[Stored records]
Content starts
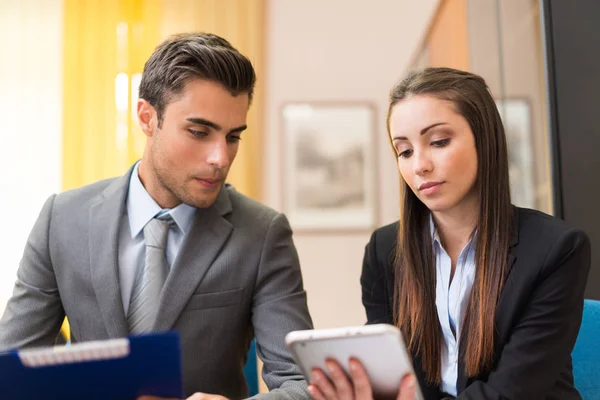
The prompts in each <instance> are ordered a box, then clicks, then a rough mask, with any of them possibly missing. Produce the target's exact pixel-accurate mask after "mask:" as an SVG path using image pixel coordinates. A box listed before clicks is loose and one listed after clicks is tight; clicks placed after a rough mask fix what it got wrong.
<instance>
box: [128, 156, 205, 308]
mask: <svg viewBox="0 0 600 400" xmlns="http://www.w3.org/2000/svg"><path fill="white" fill-rule="evenodd" d="M139 165H140V163H139V162H138V163H137V164H136V165H135V166H134V168H133V172H132V173H131V179H130V180H129V191H128V193H127V207H126V208H125V215H124V216H123V218H121V226H120V230H119V282H120V287H121V300H122V301H123V309H124V311H125V315H127V312H128V311H129V300H130V297H131V292H132V289H133V282H134V280H135V276H136V273H137V271H138V269H141V268H143V267H144V260H145V255H146V247H145V245H144V232H143V230H144V226H146V224H147V223H148V221H150V220H151V219H152V218H154V216H155V215H156V214H159V213H161V212H162V213H167V214H169V215H170V216H171V218H173V221H175V224H174V225H173V226H172V227H171V229H170V230H169V235H168V237H167V248H166V256H167V263H168V264H169V266H171V265H173V262H174V261H175V257H176V256H177V252H178V251H179V248H180V247H181V243H182V242H183V238H184V237H185V234H186V233H187V232H188V231H189V229H190V228H191V226H192V223H193V221H194V215H195V213H196V208H194V207H192V206H189V205H187V204H184V203H181V204H179V205H178V206H177V207H175V208H172V209H162V208H160V206H159V205H158V204H156V202H155V201H154V199H153V198H152V197H151V196H150V194H148V192H147V191H146V189H145V188H144V185H142V181H140V177H139V175H138V167H139Z"/></svg>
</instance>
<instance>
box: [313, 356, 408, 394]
mask: <svg viewBox="0 0 600 400" xmlns="http://www.w3.org/2000/svg"><path fill="white" fill-rule="evenodd" d="M326 365H327V370H328V371H329V375H330V376H331V380H329V379H328V378H327V375H325V374H324V373H323V371H321V370H320V369H318V368H317V369H314V370H313V371H312V376H311V380H310V385H309V386H308V392H309V393H310V395H311V396H312V397H313V398H314V399H315V400H371V399H372V398H373V390H372V389H371V383H370V381H369V377H368V376H367V371H365V369H364V367H363V366H362V364H361V363H360V361H358V360H356V359H350V378H351V379H348V377H347V376H346V374H345V373H344V371H343V370H342V368H341V367H340V365H339V364H338V363H337V361H335V360H327V362H326ZM414 399H415V377H414V376H413V375H407V376H405V377H404V378H403V379H402V382H401V384H400V387H399V388H398V397H397V400H414Z"/></svg>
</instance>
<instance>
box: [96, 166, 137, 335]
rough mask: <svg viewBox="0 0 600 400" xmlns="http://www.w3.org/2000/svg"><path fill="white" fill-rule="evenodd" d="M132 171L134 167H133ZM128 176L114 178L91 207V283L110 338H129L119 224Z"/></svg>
mask: <svg viewBox="0 0 600 400" xmlns="http://www.w3.org/2000/svg"><path fill="white" fill-rule="evenodd" d="M132 169H133V168H132ZM132 169H130V170H129V171H128V173H127V174H126V175H125V176H123V177H121V178H117V179H115V181H113V182H112V183H111V184H110V185H109V186H108V187H107V188H106V189H105V190H104V191H103V192H102V194H101V195H100V198H99V200H98V202H96V203H95V204H93V205H92V207H91V208H90V214H89V224H90V225H89V230H90V235H89V237H90V242H89V248H90V267H91V277H92V284H93V286H94V291H95V292H96V298H97V300H98V305H99V307H100V312H101V314H102V318H103V320H104V324H105V326H106V330H107V331H108V335H109V337H110V338H119V337H124V336H127V334H128V330H127V322H126V319H125V312H124V310H123V301H122V300H121V287H120V284H119V262H118V259H119V224H120V222H121V218H122V216H123V214H124V211H125V200H126V198H127V189H128V188H129V177H130V176H131V171H132Z"/></svg>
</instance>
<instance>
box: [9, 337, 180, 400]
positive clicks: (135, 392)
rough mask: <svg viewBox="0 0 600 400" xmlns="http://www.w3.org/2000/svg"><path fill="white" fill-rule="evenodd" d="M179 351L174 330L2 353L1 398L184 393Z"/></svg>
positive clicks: (128, 399)
mask: <svg viewBox="0 0 600 400" xmlns="http://www.w3.org/2000/svg"><path fill="white" fill-rule="evenodd" d="M49 352H51V353H49ZM180 354H181V349H180V345H179V336H178V334H177V333H174V332H169V333H160V334H150V335H143V336H135V337H130V338H128V339H117V340H109V341H103V342H90V343H78V344H74V345H71V346H69V347H63V348H57V347H55V348H51V349H46V350H42V349H39V350H22V351H13V352H7V353H2V354H0V399H2V400H32V399H60V400H71V399H73V400H74V399H77V400H80V399H86V400H108V399H111V400H135V399H137V397H138V396H141V395H153V396H160V397H168V398H182V397H183V386H182V378H181V355H180ZM66 360H68V361H66ZM73 360H79V361H73ZM25 364H26V365H28V366H26V365H25ZM41 364H44V365H41ZM46 364H50V365H46Z"/></svg>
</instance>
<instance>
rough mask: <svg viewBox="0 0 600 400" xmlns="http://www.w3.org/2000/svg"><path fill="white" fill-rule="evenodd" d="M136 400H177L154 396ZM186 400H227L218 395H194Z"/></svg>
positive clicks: (151, 396)
mask: <svg viewBox="0 0 600 400" xmlns="http://www.w3.org/2000/svg"><path fill="white" fill-rule="evenodd" d="M138 400H177V399H167V398H165V397H156V396H142V397H138ZM186 400H227V398H226V397H223V396H219V395H218V394H207V393H194V394H193V395H192V396H190V397H188V398H187V399H186Z"/></svg>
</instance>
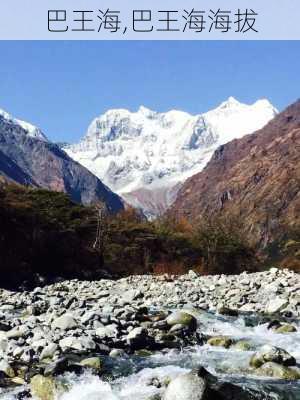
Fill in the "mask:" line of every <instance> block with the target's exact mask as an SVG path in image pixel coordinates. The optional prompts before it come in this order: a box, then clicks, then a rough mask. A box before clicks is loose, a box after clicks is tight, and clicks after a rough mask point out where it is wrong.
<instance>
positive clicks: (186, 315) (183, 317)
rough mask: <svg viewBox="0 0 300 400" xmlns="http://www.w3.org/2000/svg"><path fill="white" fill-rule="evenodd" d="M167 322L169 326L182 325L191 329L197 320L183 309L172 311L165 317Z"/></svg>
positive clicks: (192, 327) (193, 327)
mask: <svg viewBox="0 0 300 400" xmlns="http://www.w3.org/2000/svg"><path fill="white" fill-rule="evenodd" d="M167 324H168V325H169V326H174V325H183V326H186V327H188V328H191V329H195V328H196V327H197V320H196V318H195V317H193V316H192V315H191V314H189V313H187V312H184V311H174V312H173V313H172V314H170V315H169V316H168V317H167Z"/></svg>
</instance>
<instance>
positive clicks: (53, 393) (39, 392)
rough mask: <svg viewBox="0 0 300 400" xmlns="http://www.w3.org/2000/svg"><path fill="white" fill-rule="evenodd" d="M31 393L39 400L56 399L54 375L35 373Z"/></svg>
mask: <svg viewBox="0 0 300 400" xmlns="http://www.w3.org/2000/svg"><path fill="white" fill-rule="evenodd" d="M30 389H31V393H32V394H33V395H34V396H35V397H36V398H37V399H38V400H54V399H55V397H56V384H55V379H54V378H53V377H50V376H48V377H45V376H42V375H35V376H34V377H33V378H32V379H31V381H30Z"/></svg>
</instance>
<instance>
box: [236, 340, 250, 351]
mask: <svg viewBox="0 0 300 400" xmlns="http://www.w3.org/2000/svg"><path fill="white" fill-rule="evenodd" d="M232 348H233V349H234V350H238V351H249V350H251V348H252V346H251V344H250V343H249V342H247V341H246V340H239V341H238V342H236V343H235V344H234V345H233V346H232Z"/></svg>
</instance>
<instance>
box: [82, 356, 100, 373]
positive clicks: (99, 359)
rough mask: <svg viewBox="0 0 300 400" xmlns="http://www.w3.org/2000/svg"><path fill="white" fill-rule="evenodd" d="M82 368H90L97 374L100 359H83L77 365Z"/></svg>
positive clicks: (99, 370) (90, 357)
mask: <svg viewBox="0 0 300 400" xmlns="http://www.w3.org/2000/svg"><path fill="white" fill-rule="evenodd" d="M79 364H80V365H81V366H82V367H85V368H91V369H93V370H95V371H97V372H99V371H101V369H102V366H103V362H102V360H101V358H100V357H89V358H84V359H83V360H81V361H80V363H79Z"/></svg>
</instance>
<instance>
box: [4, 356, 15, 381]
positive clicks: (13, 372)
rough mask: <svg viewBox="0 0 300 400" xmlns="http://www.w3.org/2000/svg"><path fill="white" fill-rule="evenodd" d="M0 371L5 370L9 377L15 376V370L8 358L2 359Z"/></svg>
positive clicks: (12, 376)
mask: <svg viewBox="0 0 300 400" xmlns="http://www.w3.org/2000/svg"><path fill="white" fill-rule="evenodd" d="M0 372H3V373H4V374H5V375H6V376H7V377H8V378H14V376H15V372H14V370H13V369H12V367H11V366H10V365H9V363H8V362H7V361H6V360H1V361H0Z"/></svg>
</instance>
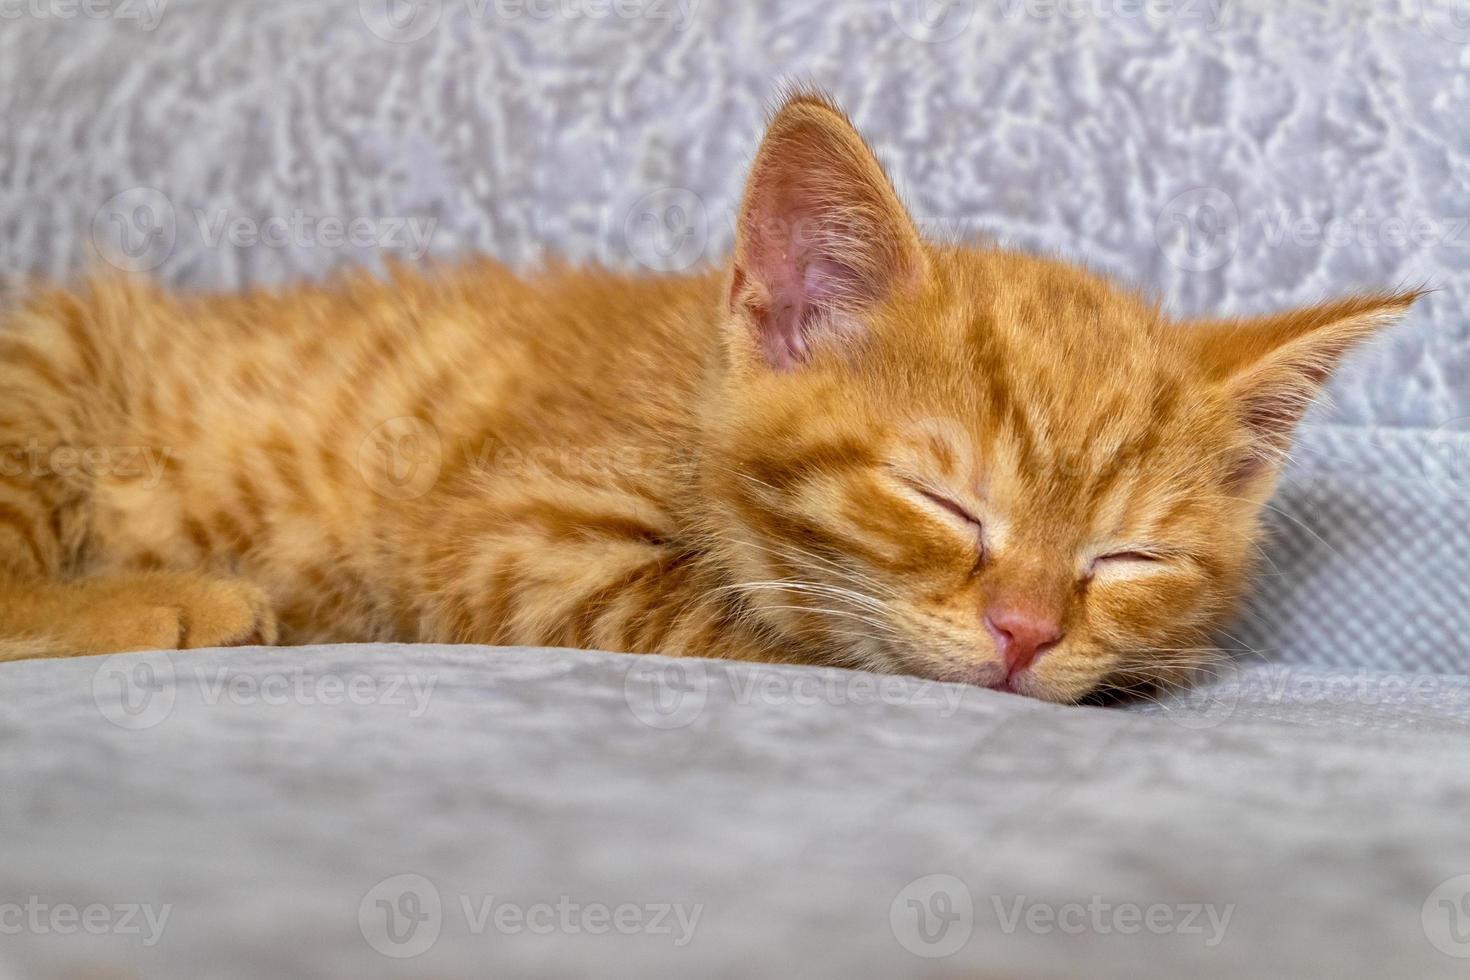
Content ends
# [REQUIRED ACTION]
Report how many lines of the listing above contain the string "then" with matching case. Give only the number.

# [EXPECTED ANSWER]
2